=== Input for this task ===
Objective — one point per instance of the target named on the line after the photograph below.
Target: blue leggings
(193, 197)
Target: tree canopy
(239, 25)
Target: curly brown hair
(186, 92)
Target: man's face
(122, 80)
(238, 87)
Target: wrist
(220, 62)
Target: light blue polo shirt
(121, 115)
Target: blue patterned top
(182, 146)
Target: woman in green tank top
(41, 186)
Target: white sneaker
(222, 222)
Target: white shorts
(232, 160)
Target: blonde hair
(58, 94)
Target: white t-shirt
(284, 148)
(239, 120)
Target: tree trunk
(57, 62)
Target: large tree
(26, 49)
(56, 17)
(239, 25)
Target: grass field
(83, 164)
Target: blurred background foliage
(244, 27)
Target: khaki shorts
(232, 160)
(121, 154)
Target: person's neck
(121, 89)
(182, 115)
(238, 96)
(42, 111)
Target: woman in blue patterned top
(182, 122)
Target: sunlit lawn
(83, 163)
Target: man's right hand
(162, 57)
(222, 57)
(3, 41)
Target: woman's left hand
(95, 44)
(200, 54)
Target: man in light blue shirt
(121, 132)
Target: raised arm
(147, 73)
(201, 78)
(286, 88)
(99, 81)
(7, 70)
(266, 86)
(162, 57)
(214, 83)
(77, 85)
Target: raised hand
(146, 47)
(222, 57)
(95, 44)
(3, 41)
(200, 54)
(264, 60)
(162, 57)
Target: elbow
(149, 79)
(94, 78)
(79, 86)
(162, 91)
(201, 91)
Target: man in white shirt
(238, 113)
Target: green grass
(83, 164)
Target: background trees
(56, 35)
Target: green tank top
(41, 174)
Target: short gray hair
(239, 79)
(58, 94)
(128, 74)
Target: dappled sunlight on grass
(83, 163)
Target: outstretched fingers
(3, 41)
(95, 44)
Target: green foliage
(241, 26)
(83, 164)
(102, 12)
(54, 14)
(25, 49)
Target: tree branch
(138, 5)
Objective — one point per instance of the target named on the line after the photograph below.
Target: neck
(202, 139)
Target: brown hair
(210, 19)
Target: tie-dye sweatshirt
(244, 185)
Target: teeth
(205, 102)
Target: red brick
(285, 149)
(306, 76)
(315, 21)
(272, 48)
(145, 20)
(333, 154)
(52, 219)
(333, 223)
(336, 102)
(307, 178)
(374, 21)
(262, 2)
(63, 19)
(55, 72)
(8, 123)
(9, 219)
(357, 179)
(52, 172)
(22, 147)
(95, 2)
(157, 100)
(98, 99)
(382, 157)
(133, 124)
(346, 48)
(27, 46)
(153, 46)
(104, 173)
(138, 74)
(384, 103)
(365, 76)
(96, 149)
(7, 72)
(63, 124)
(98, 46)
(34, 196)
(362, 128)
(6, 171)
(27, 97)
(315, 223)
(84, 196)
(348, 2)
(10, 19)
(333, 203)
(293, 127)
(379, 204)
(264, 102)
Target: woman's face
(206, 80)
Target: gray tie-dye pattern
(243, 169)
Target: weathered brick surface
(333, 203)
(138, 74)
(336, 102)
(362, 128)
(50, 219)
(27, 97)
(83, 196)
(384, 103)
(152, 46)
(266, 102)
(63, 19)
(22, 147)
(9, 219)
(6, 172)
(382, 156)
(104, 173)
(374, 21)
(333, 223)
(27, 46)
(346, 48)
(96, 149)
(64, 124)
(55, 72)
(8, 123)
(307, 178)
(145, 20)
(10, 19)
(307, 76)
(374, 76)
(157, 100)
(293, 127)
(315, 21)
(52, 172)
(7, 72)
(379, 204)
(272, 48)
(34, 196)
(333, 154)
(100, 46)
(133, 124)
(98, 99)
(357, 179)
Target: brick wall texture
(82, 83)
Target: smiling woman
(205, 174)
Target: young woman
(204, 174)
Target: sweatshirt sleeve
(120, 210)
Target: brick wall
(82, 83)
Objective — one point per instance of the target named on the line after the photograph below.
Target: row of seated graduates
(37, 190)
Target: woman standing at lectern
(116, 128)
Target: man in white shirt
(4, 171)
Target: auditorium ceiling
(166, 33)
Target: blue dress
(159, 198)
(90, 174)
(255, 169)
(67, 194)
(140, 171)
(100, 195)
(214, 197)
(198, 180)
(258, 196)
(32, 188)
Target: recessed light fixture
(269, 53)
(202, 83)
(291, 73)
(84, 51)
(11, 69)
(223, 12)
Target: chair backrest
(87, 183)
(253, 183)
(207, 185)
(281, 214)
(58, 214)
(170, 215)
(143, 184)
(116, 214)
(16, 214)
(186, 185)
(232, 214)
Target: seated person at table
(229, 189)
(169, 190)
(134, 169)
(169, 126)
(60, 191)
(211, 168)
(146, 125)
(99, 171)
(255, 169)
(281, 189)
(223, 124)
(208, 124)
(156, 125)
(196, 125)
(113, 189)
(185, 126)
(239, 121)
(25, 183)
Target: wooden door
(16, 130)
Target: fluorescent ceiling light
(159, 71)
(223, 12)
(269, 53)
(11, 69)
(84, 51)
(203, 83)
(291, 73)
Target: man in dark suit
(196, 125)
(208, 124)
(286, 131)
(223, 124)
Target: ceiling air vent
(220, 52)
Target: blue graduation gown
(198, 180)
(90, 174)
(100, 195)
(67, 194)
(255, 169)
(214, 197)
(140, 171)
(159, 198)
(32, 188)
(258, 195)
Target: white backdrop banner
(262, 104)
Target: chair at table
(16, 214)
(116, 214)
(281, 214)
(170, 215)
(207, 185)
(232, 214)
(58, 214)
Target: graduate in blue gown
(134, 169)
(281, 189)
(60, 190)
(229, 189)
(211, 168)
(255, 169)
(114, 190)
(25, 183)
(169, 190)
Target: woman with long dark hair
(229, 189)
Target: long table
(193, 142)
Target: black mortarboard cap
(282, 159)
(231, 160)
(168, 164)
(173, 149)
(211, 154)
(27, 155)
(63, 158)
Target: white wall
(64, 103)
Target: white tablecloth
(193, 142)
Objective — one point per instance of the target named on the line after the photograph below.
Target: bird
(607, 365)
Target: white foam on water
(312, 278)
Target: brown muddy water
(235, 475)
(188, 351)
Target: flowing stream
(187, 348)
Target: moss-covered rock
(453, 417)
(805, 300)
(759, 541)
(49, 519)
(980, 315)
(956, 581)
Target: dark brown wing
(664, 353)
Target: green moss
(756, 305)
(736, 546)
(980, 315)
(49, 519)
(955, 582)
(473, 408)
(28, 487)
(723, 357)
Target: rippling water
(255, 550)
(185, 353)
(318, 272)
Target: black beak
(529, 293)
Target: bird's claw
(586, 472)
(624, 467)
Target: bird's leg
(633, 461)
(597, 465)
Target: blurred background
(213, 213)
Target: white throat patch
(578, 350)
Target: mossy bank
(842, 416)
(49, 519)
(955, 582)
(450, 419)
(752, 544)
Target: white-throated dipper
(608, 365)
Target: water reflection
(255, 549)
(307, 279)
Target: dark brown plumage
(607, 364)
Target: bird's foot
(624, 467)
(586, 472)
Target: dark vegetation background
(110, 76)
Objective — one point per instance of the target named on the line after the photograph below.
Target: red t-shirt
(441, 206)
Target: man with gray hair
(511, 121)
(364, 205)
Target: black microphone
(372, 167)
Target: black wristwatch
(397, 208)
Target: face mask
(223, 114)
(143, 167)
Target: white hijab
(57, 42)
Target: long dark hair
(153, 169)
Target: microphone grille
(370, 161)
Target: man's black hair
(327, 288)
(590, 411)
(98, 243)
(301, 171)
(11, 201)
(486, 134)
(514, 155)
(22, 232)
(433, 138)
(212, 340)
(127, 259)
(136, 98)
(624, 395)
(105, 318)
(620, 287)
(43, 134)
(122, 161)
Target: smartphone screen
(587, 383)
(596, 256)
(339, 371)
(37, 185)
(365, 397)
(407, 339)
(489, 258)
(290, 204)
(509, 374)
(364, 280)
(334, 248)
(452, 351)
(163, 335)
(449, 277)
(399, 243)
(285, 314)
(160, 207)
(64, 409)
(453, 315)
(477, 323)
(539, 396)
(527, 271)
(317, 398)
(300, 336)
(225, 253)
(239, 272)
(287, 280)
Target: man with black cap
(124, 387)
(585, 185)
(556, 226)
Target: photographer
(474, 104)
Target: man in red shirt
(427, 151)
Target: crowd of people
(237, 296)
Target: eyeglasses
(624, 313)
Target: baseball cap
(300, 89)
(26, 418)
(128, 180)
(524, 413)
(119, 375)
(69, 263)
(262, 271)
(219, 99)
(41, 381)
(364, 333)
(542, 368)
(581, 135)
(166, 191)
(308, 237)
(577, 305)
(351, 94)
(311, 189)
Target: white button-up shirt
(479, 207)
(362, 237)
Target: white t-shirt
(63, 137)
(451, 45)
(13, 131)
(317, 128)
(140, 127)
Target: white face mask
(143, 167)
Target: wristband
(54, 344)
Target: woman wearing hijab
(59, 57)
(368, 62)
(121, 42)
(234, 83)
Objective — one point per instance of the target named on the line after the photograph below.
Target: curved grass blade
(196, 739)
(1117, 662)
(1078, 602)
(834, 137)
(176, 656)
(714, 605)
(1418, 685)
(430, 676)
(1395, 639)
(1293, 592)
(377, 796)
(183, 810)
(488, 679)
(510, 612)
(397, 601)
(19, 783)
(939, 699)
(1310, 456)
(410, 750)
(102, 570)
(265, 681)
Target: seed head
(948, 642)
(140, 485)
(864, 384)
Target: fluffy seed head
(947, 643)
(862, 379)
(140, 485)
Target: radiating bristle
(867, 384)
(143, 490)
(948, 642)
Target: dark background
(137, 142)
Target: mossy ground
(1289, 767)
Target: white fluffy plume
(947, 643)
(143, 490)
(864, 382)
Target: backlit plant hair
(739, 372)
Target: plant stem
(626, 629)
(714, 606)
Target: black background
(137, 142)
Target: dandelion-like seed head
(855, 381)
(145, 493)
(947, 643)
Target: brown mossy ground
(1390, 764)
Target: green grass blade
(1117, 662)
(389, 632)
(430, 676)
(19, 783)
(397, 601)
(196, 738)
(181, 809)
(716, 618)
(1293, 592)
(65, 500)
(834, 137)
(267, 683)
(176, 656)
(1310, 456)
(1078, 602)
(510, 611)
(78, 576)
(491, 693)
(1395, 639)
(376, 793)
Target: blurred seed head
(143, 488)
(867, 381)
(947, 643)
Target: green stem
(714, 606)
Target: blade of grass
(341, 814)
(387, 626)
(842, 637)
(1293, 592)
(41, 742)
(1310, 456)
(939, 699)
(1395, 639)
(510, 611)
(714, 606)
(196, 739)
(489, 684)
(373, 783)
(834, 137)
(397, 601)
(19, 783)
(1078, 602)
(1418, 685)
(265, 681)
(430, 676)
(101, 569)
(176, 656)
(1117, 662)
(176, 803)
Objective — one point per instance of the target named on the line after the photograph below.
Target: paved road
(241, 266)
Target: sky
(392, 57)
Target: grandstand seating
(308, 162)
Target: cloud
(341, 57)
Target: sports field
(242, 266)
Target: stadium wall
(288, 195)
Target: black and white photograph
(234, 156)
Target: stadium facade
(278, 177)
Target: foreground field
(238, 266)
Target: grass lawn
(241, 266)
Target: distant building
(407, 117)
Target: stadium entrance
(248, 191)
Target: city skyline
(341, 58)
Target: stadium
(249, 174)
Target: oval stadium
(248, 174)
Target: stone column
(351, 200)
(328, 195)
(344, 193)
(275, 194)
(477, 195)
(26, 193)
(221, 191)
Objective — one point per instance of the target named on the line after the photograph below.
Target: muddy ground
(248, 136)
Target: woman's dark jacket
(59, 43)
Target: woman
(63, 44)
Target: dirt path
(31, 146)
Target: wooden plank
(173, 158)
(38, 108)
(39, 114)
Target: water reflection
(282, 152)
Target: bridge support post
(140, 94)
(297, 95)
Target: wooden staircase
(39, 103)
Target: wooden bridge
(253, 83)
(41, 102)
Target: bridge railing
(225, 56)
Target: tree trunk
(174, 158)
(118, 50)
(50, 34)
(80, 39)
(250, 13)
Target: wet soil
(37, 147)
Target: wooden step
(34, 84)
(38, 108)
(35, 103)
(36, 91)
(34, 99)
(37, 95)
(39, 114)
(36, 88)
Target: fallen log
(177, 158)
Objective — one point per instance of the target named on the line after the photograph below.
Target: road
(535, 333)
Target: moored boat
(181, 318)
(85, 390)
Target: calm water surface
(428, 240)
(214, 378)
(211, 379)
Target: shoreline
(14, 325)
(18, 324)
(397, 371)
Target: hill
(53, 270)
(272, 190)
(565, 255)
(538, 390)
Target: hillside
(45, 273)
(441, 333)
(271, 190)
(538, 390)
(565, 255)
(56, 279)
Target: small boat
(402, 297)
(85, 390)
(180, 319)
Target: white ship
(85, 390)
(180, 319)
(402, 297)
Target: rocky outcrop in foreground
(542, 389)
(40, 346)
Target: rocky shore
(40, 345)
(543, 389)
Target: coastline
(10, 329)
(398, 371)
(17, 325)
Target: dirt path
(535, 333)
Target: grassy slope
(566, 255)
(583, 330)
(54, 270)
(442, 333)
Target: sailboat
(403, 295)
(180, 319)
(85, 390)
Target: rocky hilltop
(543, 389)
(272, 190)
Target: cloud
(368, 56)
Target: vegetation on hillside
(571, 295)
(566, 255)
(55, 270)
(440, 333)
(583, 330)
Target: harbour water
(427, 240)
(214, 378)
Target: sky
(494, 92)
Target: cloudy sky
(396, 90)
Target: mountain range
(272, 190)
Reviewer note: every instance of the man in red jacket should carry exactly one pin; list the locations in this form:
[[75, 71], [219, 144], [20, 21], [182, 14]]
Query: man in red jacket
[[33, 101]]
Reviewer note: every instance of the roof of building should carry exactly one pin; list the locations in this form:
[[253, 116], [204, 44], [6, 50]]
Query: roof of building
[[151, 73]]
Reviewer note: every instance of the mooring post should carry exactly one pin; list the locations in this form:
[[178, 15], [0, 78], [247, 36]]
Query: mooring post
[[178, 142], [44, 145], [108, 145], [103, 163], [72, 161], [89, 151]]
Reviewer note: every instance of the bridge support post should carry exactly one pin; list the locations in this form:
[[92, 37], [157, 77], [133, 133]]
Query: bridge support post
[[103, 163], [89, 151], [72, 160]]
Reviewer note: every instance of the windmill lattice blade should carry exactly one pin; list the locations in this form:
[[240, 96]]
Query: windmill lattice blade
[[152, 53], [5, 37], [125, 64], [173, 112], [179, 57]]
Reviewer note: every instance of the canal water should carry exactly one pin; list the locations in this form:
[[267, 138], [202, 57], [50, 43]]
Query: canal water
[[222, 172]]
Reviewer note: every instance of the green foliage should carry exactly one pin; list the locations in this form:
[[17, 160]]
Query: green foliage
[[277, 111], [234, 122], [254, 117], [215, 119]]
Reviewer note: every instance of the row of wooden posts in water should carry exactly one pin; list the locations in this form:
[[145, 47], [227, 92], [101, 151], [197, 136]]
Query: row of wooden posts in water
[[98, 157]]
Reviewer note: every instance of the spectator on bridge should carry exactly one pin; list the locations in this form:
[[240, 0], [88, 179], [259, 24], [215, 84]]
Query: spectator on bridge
===
# What is needed
Using the entries above, output exactly the lines between the line holding "Reviewer note: every instance of the bridge" and the line holding "[[17, 160]]", end lines included, and nothing more.

# The answer
Reviewer note: every instance of the bridge support post should carry exactly one pin; list the locations in this form:
[[92, 37], [157, 77], [133, 133]]
Query: bridge support post
[[103, 163], [89, 151], [72, 160]]
Reviewer note: every instance of the windmill lattice blade should carry exactly one pin; list the locations in this form:
[[240, 96]]
Query: windmill lattice blade
[[152, 53], [5, 37], [125, 64], [173, 112], [179, 57]]
Reviewer note: every instance of the canal water should carry exactly one pin; list the locations in this form:
[[267, 138], [202, 57], [50, 43]]
Query: canal water
[[222, 172]]
Reviewer note: every instance of the green foliage should carry exactly one pin; list the locations in this form:
[[17, 160]]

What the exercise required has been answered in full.